AIM =>
Give every line of the material again, exactly as written.

━━━━

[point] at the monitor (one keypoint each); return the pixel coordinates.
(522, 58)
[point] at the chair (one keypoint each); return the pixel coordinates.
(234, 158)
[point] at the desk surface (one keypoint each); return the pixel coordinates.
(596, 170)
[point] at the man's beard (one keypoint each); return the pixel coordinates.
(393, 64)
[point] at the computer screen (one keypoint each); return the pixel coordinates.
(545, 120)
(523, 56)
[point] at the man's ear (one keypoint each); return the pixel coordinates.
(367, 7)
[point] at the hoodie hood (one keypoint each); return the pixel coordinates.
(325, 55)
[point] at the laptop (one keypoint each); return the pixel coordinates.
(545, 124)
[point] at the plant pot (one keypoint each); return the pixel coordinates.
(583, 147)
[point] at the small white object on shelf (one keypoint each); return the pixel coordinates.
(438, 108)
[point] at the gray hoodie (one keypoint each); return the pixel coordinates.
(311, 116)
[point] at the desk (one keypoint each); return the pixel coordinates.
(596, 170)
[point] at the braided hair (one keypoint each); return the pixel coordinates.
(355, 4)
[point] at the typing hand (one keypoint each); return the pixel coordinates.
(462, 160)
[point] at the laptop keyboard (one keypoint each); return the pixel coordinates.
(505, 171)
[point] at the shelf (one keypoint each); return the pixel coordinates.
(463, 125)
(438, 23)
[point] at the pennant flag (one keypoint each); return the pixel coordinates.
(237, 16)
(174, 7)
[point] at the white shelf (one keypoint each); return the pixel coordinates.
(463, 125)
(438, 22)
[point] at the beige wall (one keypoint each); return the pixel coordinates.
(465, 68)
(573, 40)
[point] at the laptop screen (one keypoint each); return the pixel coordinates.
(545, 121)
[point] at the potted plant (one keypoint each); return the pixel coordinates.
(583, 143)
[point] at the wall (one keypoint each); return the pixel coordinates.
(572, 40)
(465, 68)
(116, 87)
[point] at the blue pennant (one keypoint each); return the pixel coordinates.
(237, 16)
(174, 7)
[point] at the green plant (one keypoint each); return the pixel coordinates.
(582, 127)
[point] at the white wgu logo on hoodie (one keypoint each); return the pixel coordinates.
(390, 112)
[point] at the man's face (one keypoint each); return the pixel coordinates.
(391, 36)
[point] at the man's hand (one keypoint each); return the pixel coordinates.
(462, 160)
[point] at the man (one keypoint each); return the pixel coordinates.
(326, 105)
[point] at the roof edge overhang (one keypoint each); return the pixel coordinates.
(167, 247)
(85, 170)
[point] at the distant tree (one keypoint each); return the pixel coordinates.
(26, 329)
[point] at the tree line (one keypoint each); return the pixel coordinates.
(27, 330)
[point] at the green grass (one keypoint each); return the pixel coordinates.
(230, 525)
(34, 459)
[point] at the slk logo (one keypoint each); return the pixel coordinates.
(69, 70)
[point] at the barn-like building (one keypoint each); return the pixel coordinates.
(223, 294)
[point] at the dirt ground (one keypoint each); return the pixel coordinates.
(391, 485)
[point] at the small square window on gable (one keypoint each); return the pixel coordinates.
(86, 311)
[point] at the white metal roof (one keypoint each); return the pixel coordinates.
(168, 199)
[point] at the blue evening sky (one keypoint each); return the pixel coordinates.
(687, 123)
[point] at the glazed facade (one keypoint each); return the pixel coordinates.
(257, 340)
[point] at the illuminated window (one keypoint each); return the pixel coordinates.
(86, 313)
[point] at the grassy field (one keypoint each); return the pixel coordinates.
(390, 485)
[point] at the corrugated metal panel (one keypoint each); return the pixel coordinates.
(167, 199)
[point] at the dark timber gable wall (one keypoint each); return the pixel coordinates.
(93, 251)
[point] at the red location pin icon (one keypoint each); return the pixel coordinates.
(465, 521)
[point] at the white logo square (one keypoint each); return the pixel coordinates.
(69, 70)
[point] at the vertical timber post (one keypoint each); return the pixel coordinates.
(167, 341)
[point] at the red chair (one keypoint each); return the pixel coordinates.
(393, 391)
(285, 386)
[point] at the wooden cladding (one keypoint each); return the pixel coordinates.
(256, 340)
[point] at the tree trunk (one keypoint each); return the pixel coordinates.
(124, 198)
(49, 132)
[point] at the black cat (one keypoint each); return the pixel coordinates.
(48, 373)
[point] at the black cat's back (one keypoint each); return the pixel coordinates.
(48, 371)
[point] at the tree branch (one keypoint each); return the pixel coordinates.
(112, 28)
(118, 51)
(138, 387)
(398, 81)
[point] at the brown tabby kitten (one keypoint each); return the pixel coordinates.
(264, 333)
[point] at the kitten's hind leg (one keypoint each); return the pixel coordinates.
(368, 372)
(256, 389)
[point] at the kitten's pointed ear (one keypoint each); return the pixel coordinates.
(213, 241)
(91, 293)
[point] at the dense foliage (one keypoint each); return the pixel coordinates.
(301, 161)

━━━━

FULL SOLUTION =>
[point] at the monitor (one keypoint each); return the pixel coordinates.
(522, 58)
[point] at the chair (one keypoint each); return the pixel coordinates.
(234, 158)
[point] at the desk surface (one keypoint each); return the pixel coordinates.
(596, 170)
[point] at the man's beard (one keypoint each); return the pixel coordinates.
(393, 64)
[point] at the computer screen (one keypoint each); return the pixel coordinates.
(545, 120)
(523, 56)
[point] at the man's ear (one keypoint each); return the pixel coordinates.
(367, 7)
[point] at the hoodie hood (one keypoint each); return the pixel coordinates.
(325, 55)
[point] at the laptop (one keypoint each); return the pixel coordinates.
(545, 124)
[point] at the plant pot (one keypoint each); return the pixel coordinates.
(583, 147)
[point] at the small white object on shelf (one keypoint each); return the pixel coordinates.
(438, 108)
[point] at the gray hoodie (one keypoint each); return the pixel coordinates.
(311, 116)
[point] at the desk (one keypoint each); return the pixel coordinates.
(596, 170)
[point] at the braided hair (one keypoint each); return the pixel coordinates.
(355, 4)
[point] at the typing hand (one keypoint each); return the pixel coordinates.
(462, 160)
[point] at the laptop keyboard (one keypoint each); return the pixel coordinates.
(505, 171)
[point] at the shelf (one keypoint each); return the pixel coordinates.
(463, 125)
(438, 23)
[point] at the pennant flag (one keypoint each); return the pixel coordinates.
(237, 16)
(174, 7)
[point] at the white shelf (one keypoint each); return the pixel coordinates.
(463, 125)
(438, 22)
[point] at the beige wall (one keypoint each); return the pixel coordinates.
(465, 68)
(573, 40)
[point] at the laptop screen (one keypoint each); return the pixel coordinates.
(545, 121)
[point] at the potted plant (one keypoint each); return the pixel coordinates.
(583, 143)
[point] at the wall (one keypoint each); return the pixel coordinates.
(572, 40)
(465, 68)
(116, 87)
[point] at the blue pennant (one keypoint each); return the pixel coordinates.
(237, 16)
(174, 7)
[point] at the green plant (one keypoint each); return the pixel coordinates.
(582, 127)
[point] at the white wgu logo on hoodie (one keypoint each); return the pixel coordinates.
(390, 112)
[point] at the man's face (one keypoint each); return the pixel coordinates.
(391, 36)
[point] at the man's hand (one keypoint each); return the pixel coordinates.
(462, 160)
[point] at the man (one keypoint each); return the pixel coordinates.
(326, 105)
[point] at the roof edge overhang (one keypoint each); return the pixel coordinates.
(167, 247)
(85, 170)
[point] at the distant tree (one keypoint each); return the pixel coordinates.
(26, 329)
[point] at the tree line (one keypoint each); return the pixel coordinates.
(27, 330)
[point] at the green grass (one keypoint each); return the pixel coordinates.
(230, 525)
(34, 459)
[point] at the slk logo (one keypoint each); return the pixel coordinates.
(69, 70)
[point] at the barn-like building (one keypoint each); return the pixel coordinates.
(223, 294)
[point] at the dirt ground (one keypoint each); return the pixel coordinates.
(391, 485)
[point] at the small square window on gable (one keypoint each); return the pixel coordinates.
(86, 311)
[point] at the white metal roof (one keypoint each); return the pixel coordinates.
(168, 199)
[point] at the blue evening sky (one keypoint each); return the pixel coordinates.
(687, 123)
[point] at the glazed facade (one keypoint each); return the pixel coordinates.
(257, 340)
[point] at the illuminated window (one keypoint each); return the pixel coordinates.
(86, 313)
[point] at the grassy field (one keypoint each); return the pixel coordinates.
(390, 485)
[point] at the corrugated metal panel (one keypoint each); return the pixel coordinates.
(167, 199)
[point] at the dark timber gable wall (one keypoint each); return the pixel coordinates.
(93, 251)
[point] at the red location pin icon (one keypoint each); return the pixel coordinates.
(465, 521)
[point] at the white logo square (one keypoint each); return the pixel coordinates.
(69, 70)
[point] at the vertical timber post (one keypoint each); return the pixel coordinates.
(167, 341)
[point] at the red chair (one keypoint each); return the pixel coordinates.
(393, 391)
(285, 386)
[point] at the wooden cladding (one keypoint each); return the pixel coordinates.
(256, 340)
[point] at the tree trunk (one keypoint each); return the pixel coordinates.
(124, 198)
(49, 132)
[point] at the black cat (one keypoint each); return the pixel coordinates.
(48, 373)
[point] at the black cat's back (one keypoint each); return the pixel coordinates.
(48, 371)
[point] at the tree branch (one keypoint each); return the pixel coordinates.
(112, 28)
(118, 51)
(138, 387)
(398, 81)
[point] at the brown tabby kitten (one keypoint each); return the pixel coordinates.
(264, 333)
[point] at the kitten's hind leg (one keypoint each); return the pixel coordinates.
(368, 372)
(256, 389)
[point] at the kitten's pointed ear (one keypoint each); return the pixel coordinates.
(213, 241)
(91, 293)
[point] at the dense foliage (one keypoint each); return the pixel coordinates.
(301, 161)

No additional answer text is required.